== EXTRACTED TEXT ==

Retirement Watch Lighthouse Logo

5 Reasons 2020 Could Be the Best Year to Convert an IRA

Published on: Jun 23 2020

This year might be the best year for many of you to convert all or part of a traditional IRA to a Roth IRA. Roth IRAs are one of the most powerful retirement and tax planning vehicles. Earnings compound free of taxes. Distributions of the principal always are tax free, and distributions of income and gains are tax free after five years.

There are no required minimum distributions (RMDs) during the owner’s lifetime. Distributions to beneficiaries who inherit the Roth IRA also are tax free, but must be taken within 10 years.The difficulty many people have is that there’s a tax bill to converting a traditional IRA to a Roth IRA. The amount that is converted must be included in gross income as though it were distributed to the IRA owner. It is ordinary income, so it is taxed at the owner’s regular income tax rate. A large conversion can push the IRA owner into a higher tax bracket.

Despite the tax cost, a confluence of events could make this the best year to convert an IRA, especially for those who normally have to take RMDs. In 2020, RMDs are suspended for IRAs, 401(k)s and other defined contribution retirement plans. In normal years, when someone who is subject to RMDs wants to convert a traditional IRA to a Roth IRA, the RMD for the year first has to be taken from the traditional IRA. The RMD will be included in the person’s gross income for the year and can’t be rolled over to the Roth IRA. Only the amount remaining in the IRA after the RMD is taken can be converted to a Roth IRA, and the amount converted also will be included in gross income.

The rule that the RMD must occur first causes enough of a tax issue that many people do not want to convert an IRA when they are subject to RMDs.The restriction doesn’t apply for 2020, because RMDs are suspended. An IRA conversion is less expensive than it ever has been or is likely to be. You don’t have to include that RMD in gross income before making the conversion, so you can convert more of the IRA in 2020 at the same tax cost as in other years.

===

TASKS TO COMPLETE
a: In the IRA conversion article, how long do beneficiaries who inherit a Roth IRA have to take distributions?
b: Continue the IRA conversion article from where it stops.

== LISTED RECORDS ==

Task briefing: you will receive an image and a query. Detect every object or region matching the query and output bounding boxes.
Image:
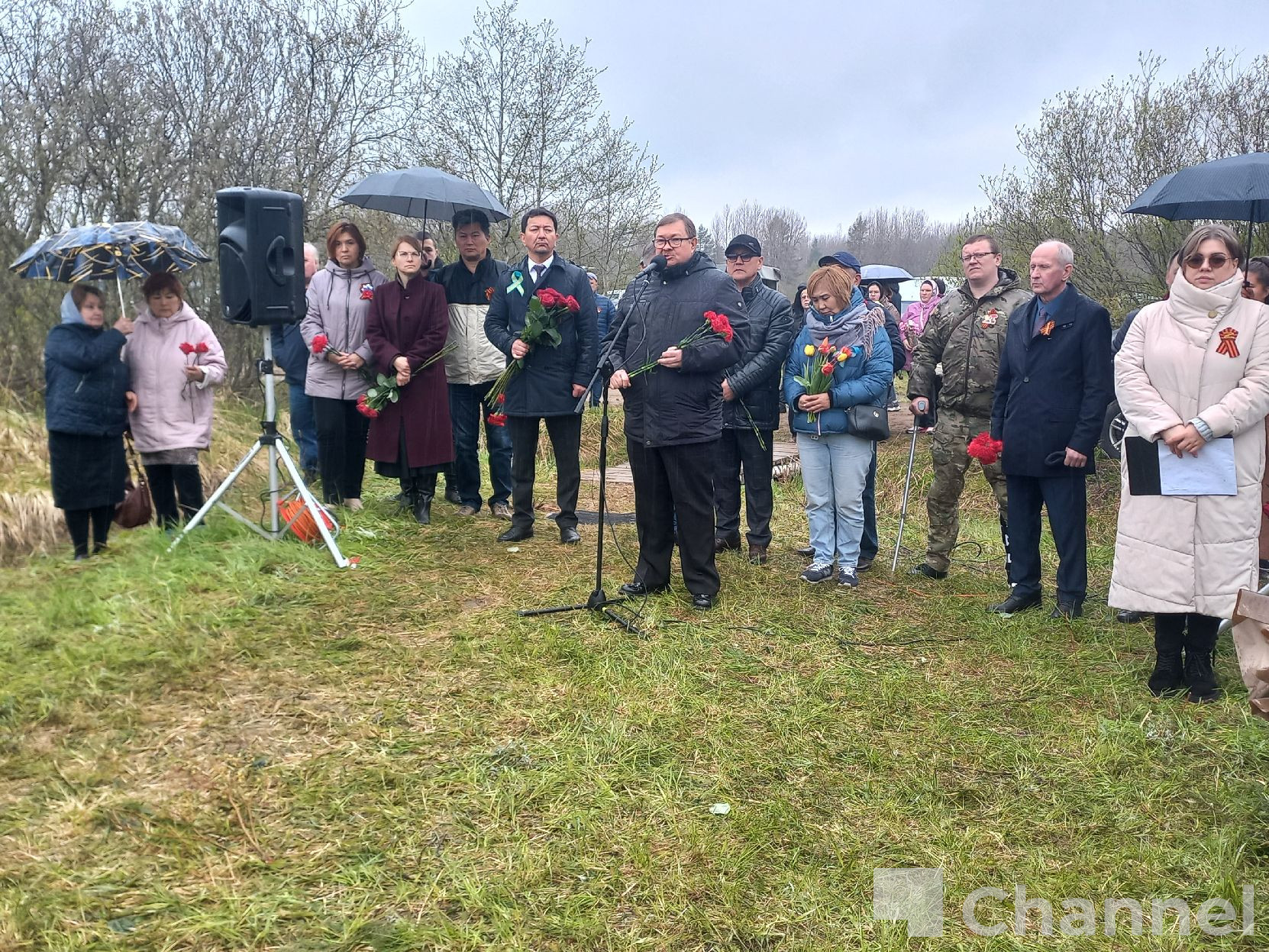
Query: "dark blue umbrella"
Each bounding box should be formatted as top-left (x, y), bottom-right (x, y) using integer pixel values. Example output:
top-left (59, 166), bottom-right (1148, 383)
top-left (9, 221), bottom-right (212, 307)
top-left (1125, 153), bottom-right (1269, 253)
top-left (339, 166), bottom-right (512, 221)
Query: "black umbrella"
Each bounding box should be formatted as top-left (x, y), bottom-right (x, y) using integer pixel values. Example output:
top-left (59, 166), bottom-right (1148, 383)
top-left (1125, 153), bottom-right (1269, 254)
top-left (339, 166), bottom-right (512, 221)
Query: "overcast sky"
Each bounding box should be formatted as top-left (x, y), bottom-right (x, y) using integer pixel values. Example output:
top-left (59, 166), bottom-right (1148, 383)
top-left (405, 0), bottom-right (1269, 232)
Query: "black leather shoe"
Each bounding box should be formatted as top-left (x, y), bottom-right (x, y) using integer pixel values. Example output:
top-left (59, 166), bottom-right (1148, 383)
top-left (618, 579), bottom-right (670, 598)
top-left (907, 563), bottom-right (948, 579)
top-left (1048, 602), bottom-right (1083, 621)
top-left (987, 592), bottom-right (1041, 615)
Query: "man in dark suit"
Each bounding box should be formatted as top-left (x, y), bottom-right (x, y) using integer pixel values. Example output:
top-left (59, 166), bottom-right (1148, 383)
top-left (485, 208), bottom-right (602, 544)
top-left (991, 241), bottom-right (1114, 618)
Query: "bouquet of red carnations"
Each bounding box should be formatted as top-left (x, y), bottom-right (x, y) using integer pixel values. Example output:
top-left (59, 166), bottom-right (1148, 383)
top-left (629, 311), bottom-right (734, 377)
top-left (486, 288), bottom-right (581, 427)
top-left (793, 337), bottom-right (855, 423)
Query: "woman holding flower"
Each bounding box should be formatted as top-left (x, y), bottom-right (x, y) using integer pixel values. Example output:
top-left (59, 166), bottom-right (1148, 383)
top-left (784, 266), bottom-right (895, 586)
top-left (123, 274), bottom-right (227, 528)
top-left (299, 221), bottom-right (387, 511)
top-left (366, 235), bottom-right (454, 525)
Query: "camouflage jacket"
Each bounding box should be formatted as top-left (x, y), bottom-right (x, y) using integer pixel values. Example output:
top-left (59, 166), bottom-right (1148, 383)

===

TASK-BY-TASK RESULTS
a: They must take the distributions within 10 years.

b:
A second reason this is a good year to convert an IRA is the current tax rates are likely to be the lowest for quite some time. There’s legitimate concern that the deficit spending recently incurred to prop up the economy will result in higher income taxes in a few years. Also, a change in the administration and control of Congress is possible after this November’s elections, which could result in a push for higher income taxes. The bottom line is if you’re thinking of converting all or part of a traditional IRA at some point, it’s better to do the conversion before the tax rates increase.

A third reason 2020 is a good year to convert an IRA is market volatility. The tax cost of a conversion is deter-mined by the value of the IRA assets on the day they are transferred from the traditional IRA to the Roth IRA. In other words, the tax cost is determined on the day of the conversion. The value of the assets on any other day of the year doesn’t matter. It is less expensive to convert an IRA after its value has declined, especially when you believe the decline is temporary. There was a window to convert an IRA at a greatly reduced cost in late March when there was a liquidity crunch in the markets and all assets were declining. I pointed this out to readers in one of my weekly Bob’s Journal entries on the members’ section of the web site.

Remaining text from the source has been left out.